▶ _Exercise task_:
Only the lines from the one with "Should you be willing to segment every instance of the pectoral" onward are wanted, through the last line of the entries, set down exactly.
··· Material provided ···
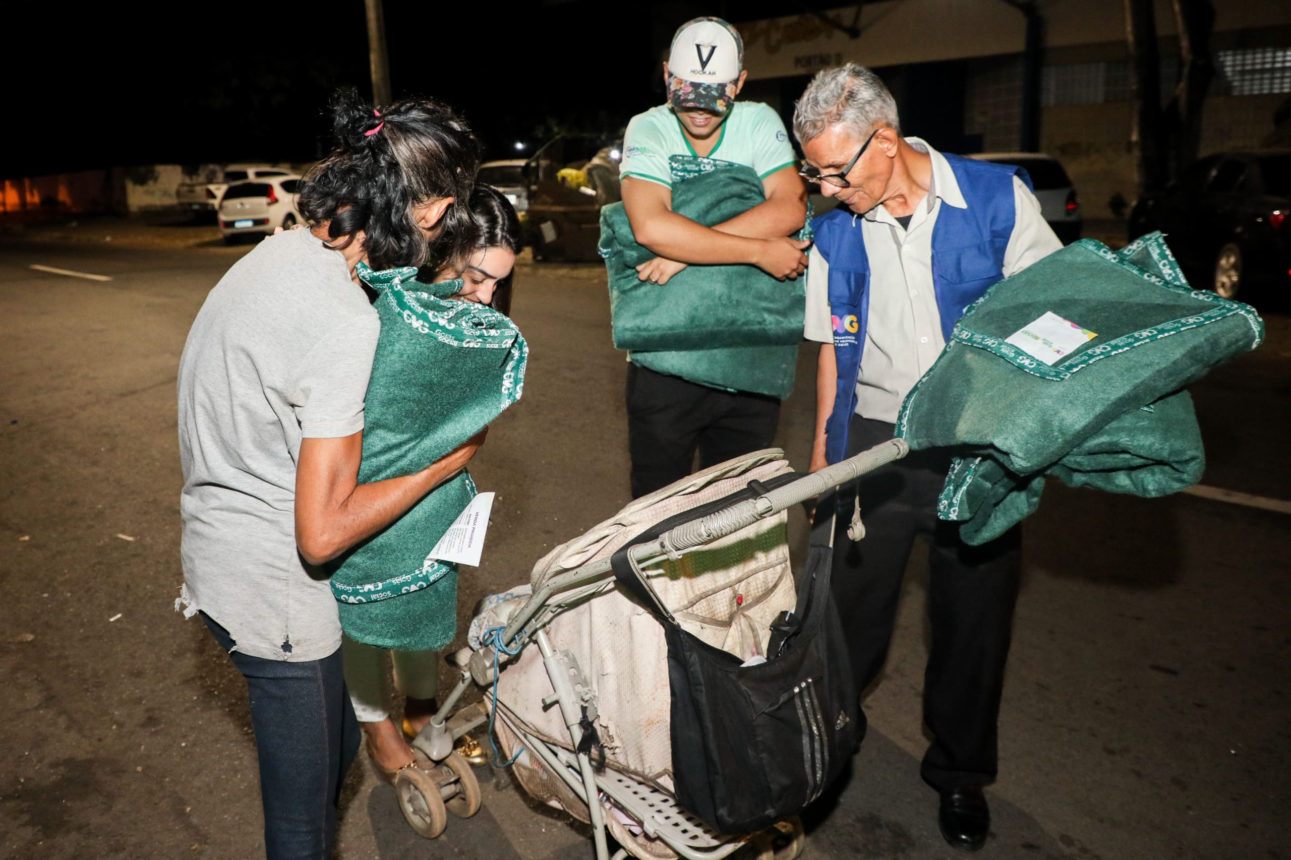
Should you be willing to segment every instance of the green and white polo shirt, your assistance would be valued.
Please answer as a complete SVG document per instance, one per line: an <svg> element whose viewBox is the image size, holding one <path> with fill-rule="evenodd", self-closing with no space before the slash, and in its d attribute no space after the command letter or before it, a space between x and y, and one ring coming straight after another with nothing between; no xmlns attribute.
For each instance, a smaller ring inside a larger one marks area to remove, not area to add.
<svg viewBox="0 0 1291 860"><path fill-rule="evenodd" d="M797 164L785 124L769 105L736 102L718 134L707 158L750 167L763 179ZM673 182L693 173L697 158L673 108L661 105L638 114L627 124L618 173L673 187Z"/></svg>

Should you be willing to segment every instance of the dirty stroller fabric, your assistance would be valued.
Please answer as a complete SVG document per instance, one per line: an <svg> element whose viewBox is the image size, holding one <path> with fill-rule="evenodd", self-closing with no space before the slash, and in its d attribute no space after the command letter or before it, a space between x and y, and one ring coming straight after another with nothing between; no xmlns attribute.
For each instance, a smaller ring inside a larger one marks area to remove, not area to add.
<svg viewBox="0 0 1291 860"><path fill-rule="evenodd" d="M762 181L745 165L697 156L670 161L673 210L697 223L711 227L766 200ZM630 350L634 363L709 387L789 396L804 282L778 282L749 265L687 266L666 284L642 282L635 267L656 254L636 243L622 203L600 212L599 251L615 346Z"/></svg>
<svg viewBox="0 0 1291 860"><path fill-rule="evenodd" d="M462 282L416 282L416 269L359 276L378 293L381 336L364 407L359 482L425 469L479 433L524 387L528 345L491 307L449 301ZM457 628L457 566L429 558L475 497L470 474L440 484L345 555L332 573L341 626L382 648L439 650Z"/></svg>
<svg viewBox="0 0 1291 860"><path fill-rule="evenodd" d="M831 523L812 535L798 603L772 625L766 660L741 662L688 633L629 555L658 537L797 475L781 475L648 529L611 559L618 582L662 625L678 802L719 833L751 833L800 812L851 759L862 731L842 621L829 588Z"/></svg>
<svg viewBox="0 0 1291 860"><path fill-rule="evenodd" d="M1047 475L1177 492L1205 467L1183 389L1263 334L1250 306L1189 288L1161 234L1119 253L1084 239L968 309L902 404L896 435L963 452L939 517L961 522L968 544L1033 513Z"/></svg>

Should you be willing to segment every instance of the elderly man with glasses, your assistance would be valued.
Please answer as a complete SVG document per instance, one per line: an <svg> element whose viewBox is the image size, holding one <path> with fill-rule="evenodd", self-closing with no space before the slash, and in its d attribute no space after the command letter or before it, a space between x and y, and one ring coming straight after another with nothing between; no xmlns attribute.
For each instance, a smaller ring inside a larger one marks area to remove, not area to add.
<svg viewBox="0 0 1291 860"><path fill-rule="evenodd" d="M839 207L813 222L807 340L820 341L812 469L891 439L897 411L964 309L1061 243L1019 168L942 155L902 137L896 102L856 65L820 72L794 112L804 178ZM838 511L833 588L849 625L857 688L883 669L915 537L930 542L932 644L922 776L941 795L951 846L976 851L990 828L982 784L997 772L997 722L1020 536L984 546L937 519L948 452L918 452L821 505ZM866 537L847 536L859 505Z"/></svg>

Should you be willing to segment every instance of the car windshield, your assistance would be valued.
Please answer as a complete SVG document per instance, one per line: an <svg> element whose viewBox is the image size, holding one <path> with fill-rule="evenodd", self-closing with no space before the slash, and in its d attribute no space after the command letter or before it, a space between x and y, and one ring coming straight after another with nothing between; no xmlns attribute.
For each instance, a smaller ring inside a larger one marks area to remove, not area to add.
<svg viewBox="0 0 1291 860"><path fill-rule="evenodd" d="M244 182L231 185L225 191L225 200L239 200L241 198L267 198L272 189L265 182Z"/></svg>
<svg viewBox="0 0 1291 860"><path fill-rule="evenodd" d="M479 181L498 189L525 185L524 168L519 164L494 164L480 168Z"/></svg>
<svg viewBox="0 0 1291 860"><path fill-rule="evenodd" d="M1066 170L1053 159L990 159L995 164L1012 164L1026 170L1032 177L1032 187L1037 191L1052 191L1053 189L1070 189L1072 181L1066 178Z"/></svg>
<svg viewBox="0 0 1291 860"><path fill-rule="evenodd" d="M1260 173L1268 194L1291 196L1291 155L1265 155L1260 158Z"/></svg>

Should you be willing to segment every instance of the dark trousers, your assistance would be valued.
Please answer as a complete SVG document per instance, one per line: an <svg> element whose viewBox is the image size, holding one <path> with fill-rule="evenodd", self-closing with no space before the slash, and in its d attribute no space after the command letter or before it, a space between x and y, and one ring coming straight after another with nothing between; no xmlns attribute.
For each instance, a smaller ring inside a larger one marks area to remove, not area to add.
<svg viewBox="0 0 1291 860"><path fill-rule="evenodd" d="M226 652L229 631L201 613ZM341 783L359 752L359 723L340 648L323 660L284 662L234 651L247 678L259 757L269 860L324 860L336 837Z"/></svg>
<svg viewBox="0 0 1291 860"><path fill-rule="evenodd" d="M627 365L627 451L633 498L700 469L769 448L780 400L762 394L719 391L696 382Z"/></svg>
<svg viewBox="0 0 1291 860"><path fill-rule="evenodd" d="M848 456L891 438L891 424L853 416ZM911 452L835 497L833 591L847 625L857 690L865 690L887 660L914 538L930 540L932 647L923 677L923 722L933 740L920 773L937 790L995 777L999 697L1021 560L1016 527L970 546L959 540L958 523L937 519L949 466L944 452ZM865 537L852 541L847 526L857 496ZM822 504L821 515L830 513Z"/></svg>

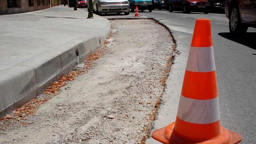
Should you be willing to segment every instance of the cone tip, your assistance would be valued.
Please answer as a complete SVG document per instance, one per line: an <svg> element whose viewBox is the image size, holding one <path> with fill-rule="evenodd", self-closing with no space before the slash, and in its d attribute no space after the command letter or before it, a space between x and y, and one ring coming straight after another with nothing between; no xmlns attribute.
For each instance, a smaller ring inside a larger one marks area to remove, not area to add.
<svg viewBox="0 0 256 144"><path fill-rule="evenodd" d="M191 46L209 47L212 46L210 20L205 18L197 19Z"/></svg>

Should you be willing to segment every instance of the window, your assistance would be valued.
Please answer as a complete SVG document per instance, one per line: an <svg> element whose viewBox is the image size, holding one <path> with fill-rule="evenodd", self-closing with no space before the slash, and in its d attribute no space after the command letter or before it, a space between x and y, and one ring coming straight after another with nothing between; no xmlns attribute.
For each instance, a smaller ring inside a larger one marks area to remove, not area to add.
<svg viewBox="0 0 256 144"><path fill-rule="evenodd" d="M7 0L7 6L8 8L20 7L20 0Z"/></svg>
<svg viewBox="0 0 256 144"><path fill-rule="evenodd" d="M34 0L29 0L29 6L34 6Z"/></svg>

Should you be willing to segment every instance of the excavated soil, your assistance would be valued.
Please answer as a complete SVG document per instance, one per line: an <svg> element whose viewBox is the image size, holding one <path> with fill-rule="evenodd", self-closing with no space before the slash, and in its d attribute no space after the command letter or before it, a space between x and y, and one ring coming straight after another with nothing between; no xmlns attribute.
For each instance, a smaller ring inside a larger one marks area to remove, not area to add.
<svg viewBox="0 0 256 144"><path fill-rule="evenodd" d="M153 20L110 22L109 43L99 48L104 55L38 106L35 115L8 126L0 122L0 143L144 142L174 44L169 32Z"/></svg>

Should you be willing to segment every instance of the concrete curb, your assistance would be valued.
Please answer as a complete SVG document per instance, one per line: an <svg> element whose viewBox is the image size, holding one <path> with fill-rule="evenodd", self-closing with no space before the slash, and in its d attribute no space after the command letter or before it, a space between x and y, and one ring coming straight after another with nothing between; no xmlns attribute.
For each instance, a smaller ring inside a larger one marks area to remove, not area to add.
<svg viewBox="0 0 256 144"><path fill-rule="evenodd" d="M57 49L0 72L0 117L42 93L102 45L108 33L73 40Z"/></svg>

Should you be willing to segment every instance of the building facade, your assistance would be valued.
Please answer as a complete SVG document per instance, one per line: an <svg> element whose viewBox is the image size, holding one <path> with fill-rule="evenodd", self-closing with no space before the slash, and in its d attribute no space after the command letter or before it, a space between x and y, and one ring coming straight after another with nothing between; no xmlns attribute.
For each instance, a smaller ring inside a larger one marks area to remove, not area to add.
<svg viewBox="0 0 256 144"><path fill-rule="evenodd" d="M62 4L62 0L0 0L0 14L42 10Z"/></svg>

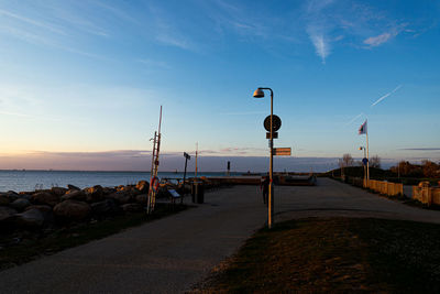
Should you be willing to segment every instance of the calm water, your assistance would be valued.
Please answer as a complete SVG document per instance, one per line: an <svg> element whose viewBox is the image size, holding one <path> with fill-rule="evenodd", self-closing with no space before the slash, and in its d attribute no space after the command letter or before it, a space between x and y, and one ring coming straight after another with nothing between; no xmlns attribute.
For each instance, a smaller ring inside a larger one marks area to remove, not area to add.
<svg viewBox="0 0 440 294"><path fill-rule="evenodd" d="M238 173L240 174L240 173ZM224 173L198 173L198 176L222 176ZM231 173L231 175L234 175ZM184 177L184 173L158 173L163 177ZM187 177L194 173L187 173ZM150 172L67 172L67 171L0 171L0 192L34 190L35 188L66 187L80 188L101 185L111 187L135 184L141 179L150 182Z"/></svg>

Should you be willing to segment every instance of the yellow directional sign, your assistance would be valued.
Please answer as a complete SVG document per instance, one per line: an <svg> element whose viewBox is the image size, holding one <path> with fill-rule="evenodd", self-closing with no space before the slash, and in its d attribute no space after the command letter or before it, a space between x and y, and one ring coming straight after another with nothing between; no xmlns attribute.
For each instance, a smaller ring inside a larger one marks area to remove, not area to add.
<svg viewBox="0 0 440 294"><path fill-rule="evenodd" d="M292 155L292 148L274 148L274 155Z"/></svg>

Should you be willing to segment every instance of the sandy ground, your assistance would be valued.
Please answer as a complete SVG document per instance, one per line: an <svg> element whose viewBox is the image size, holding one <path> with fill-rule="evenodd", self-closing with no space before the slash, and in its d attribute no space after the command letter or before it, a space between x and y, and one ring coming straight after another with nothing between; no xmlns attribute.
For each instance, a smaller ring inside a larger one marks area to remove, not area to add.
<svg viewBox="0 0 440 294"><path fill-rule="evenodd" d="M315 187L276 187L275 208L275 221L346 216L440 224L440 211L327 178ZM182 293L265 221L258 187L210 192L197 208L2 271L0 293Z"/></svg>

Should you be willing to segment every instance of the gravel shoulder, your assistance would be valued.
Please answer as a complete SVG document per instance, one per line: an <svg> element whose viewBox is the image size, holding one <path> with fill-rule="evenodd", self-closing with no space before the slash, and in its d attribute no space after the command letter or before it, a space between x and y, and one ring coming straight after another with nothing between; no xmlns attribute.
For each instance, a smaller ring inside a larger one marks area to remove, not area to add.
<svg viewBox="0 0 440 294"><path fill-rule="evenodd" d="M275 221L349 216L440 224L440 211L328 178L319 178L315 187L276 187L275 208ZM0 292L182 293L237 252L265 221L258 187L210 192L197 208L0 272Z"/></svg>

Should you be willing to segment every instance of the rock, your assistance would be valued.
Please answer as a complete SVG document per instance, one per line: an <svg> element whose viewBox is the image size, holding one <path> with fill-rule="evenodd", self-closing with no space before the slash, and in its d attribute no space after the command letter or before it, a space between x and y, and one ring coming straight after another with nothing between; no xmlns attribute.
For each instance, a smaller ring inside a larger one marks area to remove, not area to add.
<svg viewBox="0 0 440 294"><path fill-rule="evenodd" d="M112 194L112 193L114 193L114 192L117 192L116 188L110 188L110 187L103 187L103 188L102 188L103 195L109 195L109 194Z"/></svg>
<svg viewBox="0 0 440 294"><path fill-rule="evenodd" d="M31 202L35 204L47 204L50 206L55 206L59 203L59 197L47 192L37 192L31 196Z"/></svg>
<svg viewBox="0 0 440 294"><path fill-rule="evenodd" d="M86 193L86 200L88 203L96 203L103 199L103 190L100 185L85 188L84 192Z"/></svg>
<svg viewBox="0 0 440 294"><path fill-rule="evenodd" d="M113 198L119 204L128 204L132 199L131 195L129 193L127 193L127 192L123 192L123 190L112 193L112 194L108 195L107 197L108 198Z"/></svg>
<svg viewBox="0 0 440 294"><path fill-rule="evenodd" d="M94 203L90 206L91 206L91 211L96 216L114 216L121 213L121 208L117 205L116 200L112 198L99 203Z"/></svg>
<svg viewBox="0 0 440 294"><path fill-rule="evenodd" d="M66 194L67 189L62 187L52 187L51 192L57 196L63 196Z"/></svg>
<svg viewBox="0 0 440 294"><path fill-rule="evenodd" d="M142 194L148 193L150 184L146 181L139 181L136 184L136 189L141 192Z"/></svg>
<svg viewBox="0 0 440 294"><path fill-rule="evenodd" d="M48 222L54 221L54 214L52 211L52 207L48 205L31 205L28 206L24 211L31 210L31 209L38 209L44 217L44 224L43 226L47 225Z"/></svg>
<svg viewBox="0 0 440 294"><path fill-rule="evenodd" d="M147 194L141 194L136 196L136 203L140 204L147 204L148 203L148 195Z"/></svg>
<svg viewBox="0 0 440 294"><path fill-rule="evenodd" d="M38 209L42 213L52 213L52 207L48 205L31 205L24 208L24 211L30 209Z"/></svg>
<svg viewBox="0 0 440 294"><path fill-rule="evenodd" d="M69 189L62 196L62 200L86 200L86 193L80 189Z"/></svg>
<svg viewBox="0 0 440 294"><path fill-rule="evenodd" d="M31 200L32 194L20 194L20 198Z"/></svg>
<svg viewBox="0 0 440 294"><path fill-rule="evenodd" d="M8 207L8 206L0 206L0 222L8 220L13 215L16 215L16 210Z"/></svg>
<svg viewBox="0 0 440 294"><path fill-rule="evenodd" d="M44 215L40 209L33 208L13 216L19 227L40 228L44 224Z"/></svg>
<svg viewBox="0 0 440 294"><path fill-rule="evenodd" d="M143 206L139 203L129 203L121 205L124 213L141 213L144 210Z"/></svg>
<svg viewBox="0 0 440 294"><path fill-rule="evenodd" d="M8 206L10 203L11 202L9 200L9 197L7 195L0 195L0 205Z"/></svg>
<svg viewBox="0 0 440 294"><path fill-rule="evenodd" d="M10 204L10 206L19 211L23 211L28 206L31 206L31 202L26 198L19 198Z"/></svg>
<svg viewBox="0 0 440 294"><path fill-rule="evenodd" d="M8 190L6 193L0 193L0 205L8 205L8 204L4 204L4 203L7 203L7 202L12 203L12 202L16 200L19 197L20 197L20 195L16 194L13 190Z"/></svg>
<svg viewBox="0 0 440 294"><path fill-rule="evenodd" d="M70 185L70 184L67 185L67 188L68 188L68 189L80 189L80 188L78 188L77 186L74 186L74 185Z"/></svg>
<svg viewBox="0 0 440 294"><path fill-rule="evenodd" d="M85 220L91 214L90 205L84 202L65 200L54 207L54 215L63 220Z"/></svg>

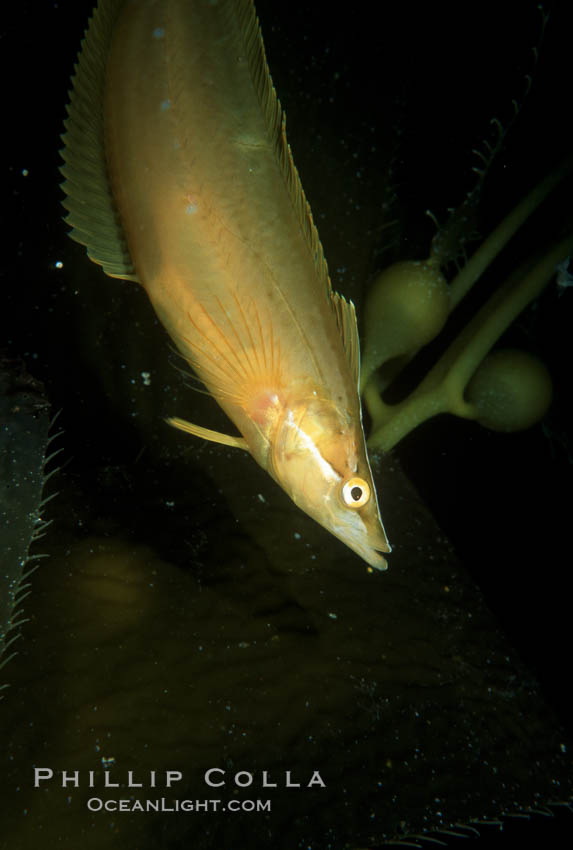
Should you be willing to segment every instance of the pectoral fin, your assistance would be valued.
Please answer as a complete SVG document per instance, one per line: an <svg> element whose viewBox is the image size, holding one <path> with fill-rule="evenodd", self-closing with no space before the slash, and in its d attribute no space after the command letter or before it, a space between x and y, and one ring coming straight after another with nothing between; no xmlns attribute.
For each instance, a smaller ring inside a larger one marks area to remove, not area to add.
···
▶ _Reply_:
Should you be willing to segment every instance of the pectoral fin, your assistance would be valued.
Please answer as a complete SVG document per instance, one per line: an <svg> element whose viewBox is the image size, holding one <path> with fill-rule="evenodd", self-closing with no space before the slash, and in its d attribute no space after the command letter or before it, a space between x and y, and one ring coming straight after another with nothing between; no xmlns attribute.
For each instance, a smaller ring inside a larger one marks area to remove, not area to add.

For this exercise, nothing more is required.